## What is being asked
Repeat the listing below in full, exactly as it stands.

## Provided records
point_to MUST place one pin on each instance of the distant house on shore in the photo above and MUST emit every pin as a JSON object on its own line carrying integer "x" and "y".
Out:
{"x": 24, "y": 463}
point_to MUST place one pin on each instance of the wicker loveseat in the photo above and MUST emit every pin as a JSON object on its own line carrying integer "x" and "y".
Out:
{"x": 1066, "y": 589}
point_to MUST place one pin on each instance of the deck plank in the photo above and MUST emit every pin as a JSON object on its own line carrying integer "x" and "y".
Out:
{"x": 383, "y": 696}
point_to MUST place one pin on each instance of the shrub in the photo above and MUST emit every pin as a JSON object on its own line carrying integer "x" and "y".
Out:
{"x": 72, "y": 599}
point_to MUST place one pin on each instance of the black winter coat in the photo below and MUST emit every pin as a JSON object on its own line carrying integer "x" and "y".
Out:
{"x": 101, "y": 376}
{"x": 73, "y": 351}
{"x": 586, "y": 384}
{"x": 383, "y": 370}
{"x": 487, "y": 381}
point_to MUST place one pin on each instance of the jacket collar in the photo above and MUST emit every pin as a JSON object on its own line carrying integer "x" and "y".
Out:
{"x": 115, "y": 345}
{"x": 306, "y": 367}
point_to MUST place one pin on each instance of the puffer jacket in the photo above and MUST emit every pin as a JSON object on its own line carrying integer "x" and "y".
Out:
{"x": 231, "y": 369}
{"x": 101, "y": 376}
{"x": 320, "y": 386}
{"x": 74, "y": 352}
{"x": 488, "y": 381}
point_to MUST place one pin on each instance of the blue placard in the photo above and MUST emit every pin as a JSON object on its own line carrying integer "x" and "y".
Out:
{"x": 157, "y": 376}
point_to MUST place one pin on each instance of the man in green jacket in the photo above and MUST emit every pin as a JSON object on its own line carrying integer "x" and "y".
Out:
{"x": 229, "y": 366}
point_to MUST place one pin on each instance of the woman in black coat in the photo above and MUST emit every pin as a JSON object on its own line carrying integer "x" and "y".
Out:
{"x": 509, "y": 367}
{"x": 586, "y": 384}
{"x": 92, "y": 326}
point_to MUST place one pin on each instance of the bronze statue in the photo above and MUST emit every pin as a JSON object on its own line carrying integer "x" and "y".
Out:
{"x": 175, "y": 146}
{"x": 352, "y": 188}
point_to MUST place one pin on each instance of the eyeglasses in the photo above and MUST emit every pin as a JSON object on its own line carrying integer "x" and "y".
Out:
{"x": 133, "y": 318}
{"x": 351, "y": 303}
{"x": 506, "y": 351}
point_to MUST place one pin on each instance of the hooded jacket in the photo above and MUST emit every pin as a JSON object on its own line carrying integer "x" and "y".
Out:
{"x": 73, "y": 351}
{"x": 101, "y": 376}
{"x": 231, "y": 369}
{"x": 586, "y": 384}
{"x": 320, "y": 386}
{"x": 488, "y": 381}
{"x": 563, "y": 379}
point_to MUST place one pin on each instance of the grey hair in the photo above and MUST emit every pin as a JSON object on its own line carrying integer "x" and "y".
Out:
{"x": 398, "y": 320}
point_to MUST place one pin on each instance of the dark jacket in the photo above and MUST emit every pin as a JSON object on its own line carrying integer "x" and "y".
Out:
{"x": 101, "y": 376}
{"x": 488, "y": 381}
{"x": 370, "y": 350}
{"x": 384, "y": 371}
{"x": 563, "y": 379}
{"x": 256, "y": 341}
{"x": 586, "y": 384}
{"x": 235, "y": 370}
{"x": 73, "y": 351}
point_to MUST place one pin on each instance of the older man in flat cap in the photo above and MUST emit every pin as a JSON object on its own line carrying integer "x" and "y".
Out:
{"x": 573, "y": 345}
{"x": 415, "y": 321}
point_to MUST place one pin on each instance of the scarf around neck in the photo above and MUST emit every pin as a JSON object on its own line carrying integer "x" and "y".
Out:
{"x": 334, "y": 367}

## Your response
point_to MUST place one pin on each instance of the distant house on shore in the photo above and MUST emit every pin as a JSON object on its own line carrying integer "x" and "y".
Out:
{"x": 24, "y": 463}
point_to MUST place one pin on each instance of the wicker loveseat in the photo above and MUST emit every pin as a JSON object on its own line carrying integer "x" and "y".
Out:
{"x": 1066, "y": 589}
point_to MUST place one pin on each instance of the deck plank in the photo above and MUST emit every pin as a JSON object on its own line carrying integer "x" and "y".
Out:
{"x": 383, "y": 696}
point_to MUST place one pin on each instance of the shrub in the photo above and MUST emit every pin as a JSON object on its own line carrying integer "x" and "y".
Out:
{"x": 72, "y": 599}
point_to MUST place one pin on each instance of the black winter coat in the photo below and MUST emit every pin as a JSON object on its own line carrying integer "x" and "y".
Out:
{"x": 101, "y": 376}
{"x": 73, "y": 351}
{"x": 586, "y": 384}
{"x": 383, "y": 370}
{"x": 487, "y": 381}
point_to MUST place one pin on each instance of the jacket collar in the photo above and MUST emit every pin as a JSON object on its own line carrying integer "x" and "y".
Out:
{"x": 115, "y": 345}
{"x": 306, "y": 367}
point_to MUST place one pin on each instance of the puffer jacket in the photo above and MUST emit every pin as a JSON object on its own line carrying integer "x" and "y".
Out:
{"x": 231, "y": 369}
{"x": 101, "y": 376}
{"x": 320, "y": 386}
{"x": 74, "y": 352}
{"x": 488, "y": 381}
point_to MUST place one pin on each instance of the blue placard in the photo above and MUST emit every pin as a JSON object on its own line carrying integer "x" and "y".
Out:
{"x": 157, "y": 376}
point_to MUST place one pin on each instance of the man in green jacket in the photo above and MUST emit every pin as a JSON object on its own line carrying integer "x" and "y".
Out:
{"x": 229, "y": 366}
point_to MUST place one pin on each instance of the woman in black coat in the photo above and MUST emit every pin as a JSON object on its own line carrying integer "x" and "y".
Out:
{"x": 509, "y": 367}
{"x": 586, "y": 384}
{"x": 92, "y": 326}
point_to MUST place one pin on each instance of the bronze statue in the photo above and MUST emit every pin as a JSON object on its own line carrying integer "x" and "y".
Out:
{"x": 175, "y": 146}
{"x": 352, "y": 188}
point_to MUST place one pin on each instance of the eyeglasses in the photo above and MUST emit every pin as a JSON object on its own line carrying integer "x" and "y".
Out:
{"x": 133, "y": 318}
{"x": 351, "y": 303}
{"x": 506, "y": 351}
point_to MUST place one pin on each instance of the hooded jacket in the photo above and MUST emit every pin as a JSON object on its own line carrying integer "x" and "y".
Out:
{"x": 73, "y": 351}
{"x": 101, "y": 376}
{"x": 231, "y": 369}
{"x": 586, "y": 384}
{"x": 320, "y": 386}
{"x": 488, "y": 381}
{"x": 563, "y": 379}
point_to MUST place one pin on each instance of the grey hair in the photo above and MUST emit every pin as a JSON object on its own line carrying integer "x" and "y".
Out:
{"x": 398, "y": 320}
point_to MUST place one pin on each instance of the dark jacket in the photo above and MUST emit every pin as a JSON object on its own line carrying integer "x" and "y".
Out:
{"x": 101, "y": 376}
{"x": 488, "y": 381}
{"x": 370, "y": 350}
{"x": 384, "y": 371}
{"x": 563, "y": 379}
{"x": 256, "y": 341}
{"x": 586, "y": 384}
{"x": 235, "y": 370}
{"x": 73, "y": 351}
point_to MUST place one pin on each instance of the older man in flat cap in the photo above and MUST emit every pin as a JSON object on its own line carrying integer "x" and "y".
Out:
{"x": 573, "y": 345}
{"x": 415, "y": 321}
point_to MUST place one pin on each instance of the scarf around neck in the photo above and MUST emit every pin as a JSON object on its own line carrying integer "x" and "y".
Out:
{"x": 334, "y": 367}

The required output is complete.